**SELECTED TEXT**
To this trumpet-call re-emerge the other scavenging layabouts and book their grandstand seats on the wall.
"Don’t worry, we have every confidence in you," spoken through clenched teeth with a menacing grin.
"What flowers would you like?"
And the immortal, "You’re going to die!"
The words ring in your ears as you get further and further from your last runner. The abuse rises in a crescendo from the road as it becomes increasingly obvious that you are not, shall we say, entirely in control of the situation.
"Kindly disperse, you illegitimate offspring!" you reply (or words to that effect). Seething with rage, you unleash some strong expressions in the general direction of the rock, thereby causing it to soften, and snarl your way to the top.
... Sighs and groans from the road. Another downpour finally drives the onlookers to the cafe. You are sorely tempted to abseil off and join them, but "since it’s only an easy pitch, now"...

**PROBLEMS**
(1) In the climbing passage, why does the abuse from the road grow louder? Answer in one to three sentences.
(2) Answer these questions on the climbing passage, one per line:
(a) Where do the scavenging layabouts book their grandstand seats?
(b) How is the line "Don't worry, we have every confidence in you" delivered?
(c) What finally sends the onlookers to the cafe?
(3) Carry the climbing passage forward from its last sentence.

**DATA ENTRIES**

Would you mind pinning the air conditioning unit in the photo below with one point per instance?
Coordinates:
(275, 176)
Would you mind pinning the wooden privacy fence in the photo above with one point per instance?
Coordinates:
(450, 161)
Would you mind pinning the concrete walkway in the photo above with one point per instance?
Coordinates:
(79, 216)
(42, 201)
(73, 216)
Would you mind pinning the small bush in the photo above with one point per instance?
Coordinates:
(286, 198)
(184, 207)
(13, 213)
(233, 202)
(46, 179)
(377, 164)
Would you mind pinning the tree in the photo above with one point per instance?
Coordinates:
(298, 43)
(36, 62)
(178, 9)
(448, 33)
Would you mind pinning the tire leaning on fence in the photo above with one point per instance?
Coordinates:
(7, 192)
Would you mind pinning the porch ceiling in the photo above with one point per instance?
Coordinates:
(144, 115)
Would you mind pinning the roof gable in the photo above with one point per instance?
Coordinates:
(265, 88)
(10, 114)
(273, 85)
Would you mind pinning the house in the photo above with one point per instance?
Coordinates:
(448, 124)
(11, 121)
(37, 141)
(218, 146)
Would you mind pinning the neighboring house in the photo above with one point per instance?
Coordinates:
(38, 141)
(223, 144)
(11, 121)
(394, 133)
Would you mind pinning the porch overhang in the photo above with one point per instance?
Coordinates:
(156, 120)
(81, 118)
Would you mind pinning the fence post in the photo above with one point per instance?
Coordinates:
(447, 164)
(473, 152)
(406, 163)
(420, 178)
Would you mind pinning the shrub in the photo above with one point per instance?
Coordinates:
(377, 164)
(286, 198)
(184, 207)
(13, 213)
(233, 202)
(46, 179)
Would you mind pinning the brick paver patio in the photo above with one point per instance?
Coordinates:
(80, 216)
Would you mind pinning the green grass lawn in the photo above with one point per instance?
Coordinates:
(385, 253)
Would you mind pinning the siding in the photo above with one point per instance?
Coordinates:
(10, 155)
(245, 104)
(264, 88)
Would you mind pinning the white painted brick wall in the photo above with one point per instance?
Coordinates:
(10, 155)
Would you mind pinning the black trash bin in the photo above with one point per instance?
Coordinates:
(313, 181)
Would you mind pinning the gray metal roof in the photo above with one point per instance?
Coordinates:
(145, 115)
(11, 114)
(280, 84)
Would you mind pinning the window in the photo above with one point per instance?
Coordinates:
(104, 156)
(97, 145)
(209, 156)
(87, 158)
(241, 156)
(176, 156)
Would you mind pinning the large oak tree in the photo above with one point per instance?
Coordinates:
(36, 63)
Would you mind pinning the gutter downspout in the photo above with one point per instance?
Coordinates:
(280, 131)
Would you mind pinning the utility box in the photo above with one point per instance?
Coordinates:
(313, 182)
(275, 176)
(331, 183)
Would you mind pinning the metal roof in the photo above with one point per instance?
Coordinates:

**ANSWERS PER TASK**
(1) The abuse rises in a crescendo because it becomes more and more obvious that the climber is not entirely in control of the situation. This happens as the climber gets further and further from the last runner.

(2)
(a) On the wall.
(b) Through clenched teeth, with a menacing grin.
(c) Another downpour.

(3)
It isn’t.
I have a great deal of sympathy for those who, perhaps in the course of their job or be it for some other reason, find themselves lay-backing on undercuts up a urinal in the pouring rain; but however that may be, this was the immediate prospect at the time.
... As I plopped off, I saw my runner following me, but what was more alarming was a stray jackal below who had seen the whole sordid incident and who now ran off screaming. "A lob! A goodly lob!" for all to hear.
At times like this all you can do is finish the route with grim determination and with weariness plod back to the torrents of abuse at the café.
At such a time life is meaningless.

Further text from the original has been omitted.